Copy the passage on due process in custody proceedings word for word, starting at "Due process requires, at" and ending at "know its source.".

▶ _TEXT PASSAGE_:
>> BEGIN

Due process requires, at minimum, an opportunity to be heard “at a meaningful time and in a meaningful manner.” Adoption of Simone, 427 Mass. 34, 39 (1998), quoting Armstrong v. Manzo, 380 U.S. 545, 552 (1965). The multi-layered nature of the hearsay a judge may receive and consider in making a custody determination, and the fact that the current protocols frequently are applied in emergency hearings and other circumstances where full evidentiary hearings are not required, see, e.g., E.N.O. v. L.M.M., 429 Mass. 824, 834 n. 13, cert. denied, 528 U.S. 1005 (1999) (judge not required to hold full evidentiary hearing on temporary order for visitation), may mean that the litigant against whom adverse hearsay is used has no meaningful opportunity effectively to rebut the damning information, or even to know its source.
Under the current protocols, parties are not entitled to obtain copies of the telephone reports or department documents that may be considered substantively by the court. It is difficult to imagine how an attorney can properly prepare a client, or the client properly prepare himself or herself, to rebut the adverse information contained in a telephone report in an ongoing case without a copy of the report. A parent, for example, may not have considered certain information material in a telephone report and may not have made notes of it, only to find that the judge or opposing counsel relies heavily on that information. The respondents argue that it is proper to withhold copies because they often contain sensitive information that might be misused. Judges, however, are adept at ordering the redaction of sensitive information and fashioning appropriate protective orders for sensitive information.

>> END

▶ _RECORDS PROVIDED_:
>> BEGIN

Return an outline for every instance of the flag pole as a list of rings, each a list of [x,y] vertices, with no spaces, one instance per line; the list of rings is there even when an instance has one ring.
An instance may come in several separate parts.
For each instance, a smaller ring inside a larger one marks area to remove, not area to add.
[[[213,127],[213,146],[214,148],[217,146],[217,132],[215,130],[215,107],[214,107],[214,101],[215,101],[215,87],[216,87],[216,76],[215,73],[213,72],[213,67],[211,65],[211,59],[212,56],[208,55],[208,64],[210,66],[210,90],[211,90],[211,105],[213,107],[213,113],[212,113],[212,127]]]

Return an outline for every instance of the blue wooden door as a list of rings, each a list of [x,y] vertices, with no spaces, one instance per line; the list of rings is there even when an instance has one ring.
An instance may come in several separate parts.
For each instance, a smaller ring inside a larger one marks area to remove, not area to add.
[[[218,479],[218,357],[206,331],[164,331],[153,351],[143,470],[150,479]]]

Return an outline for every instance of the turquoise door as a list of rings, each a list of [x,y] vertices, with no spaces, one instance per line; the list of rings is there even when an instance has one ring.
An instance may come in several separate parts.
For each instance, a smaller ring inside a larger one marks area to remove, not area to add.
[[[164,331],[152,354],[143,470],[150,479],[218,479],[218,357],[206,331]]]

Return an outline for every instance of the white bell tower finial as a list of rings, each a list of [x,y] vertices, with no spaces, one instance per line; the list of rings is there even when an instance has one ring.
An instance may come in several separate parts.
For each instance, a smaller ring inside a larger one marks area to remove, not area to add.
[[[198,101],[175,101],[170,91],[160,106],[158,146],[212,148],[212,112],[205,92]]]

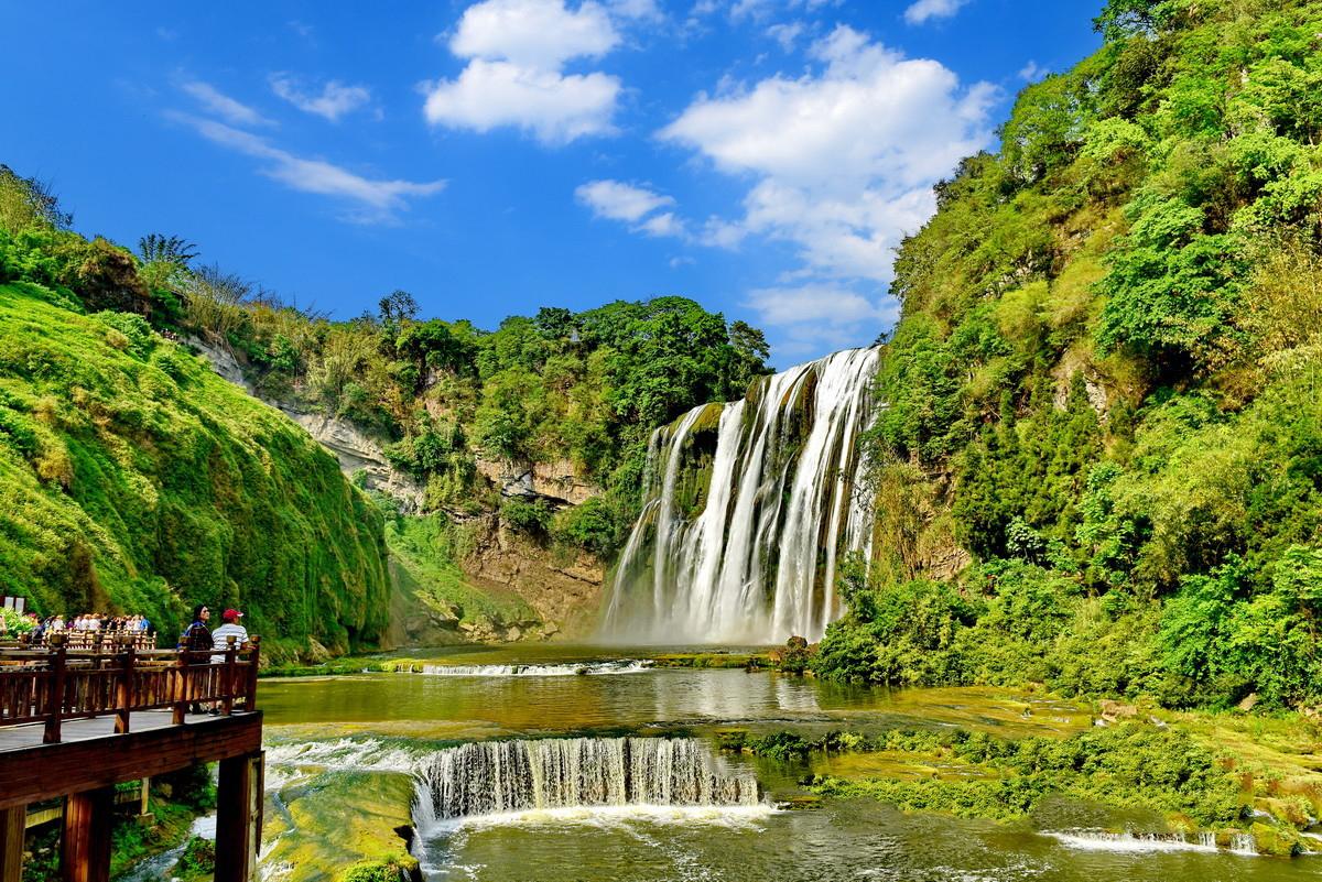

>> END

▶ _PROBLEM SOLUTION_:
Due process requires, at minimum, an opportunity to be heard “at a meaningful time and in a meaningful manner.” Adoption of Simone, 427 Mass. 34, 39 (1998), quoting Armstrong v. Manzo, 380 U.S. 545, 552 (1965). The multi-layered nature of the hearsay a judge may receive and consider in making a custody determination, and the fact that the current protocols frequently are applied in emergency hearings and other circumstances where full evidentiary hearings are not required, see, e.g., E.N.O. v. L.M.M., 429 Mass. 824, 834 n. 13, cert. denied, 528 U.S. 1005 (1999) (judge not required to hold full evidentiary hearing on temporary order for visitation), may mean that the litigant against whom adverse hearsay is used has no meaningful opportunity effectively to rebut the damning information, or even to know its source.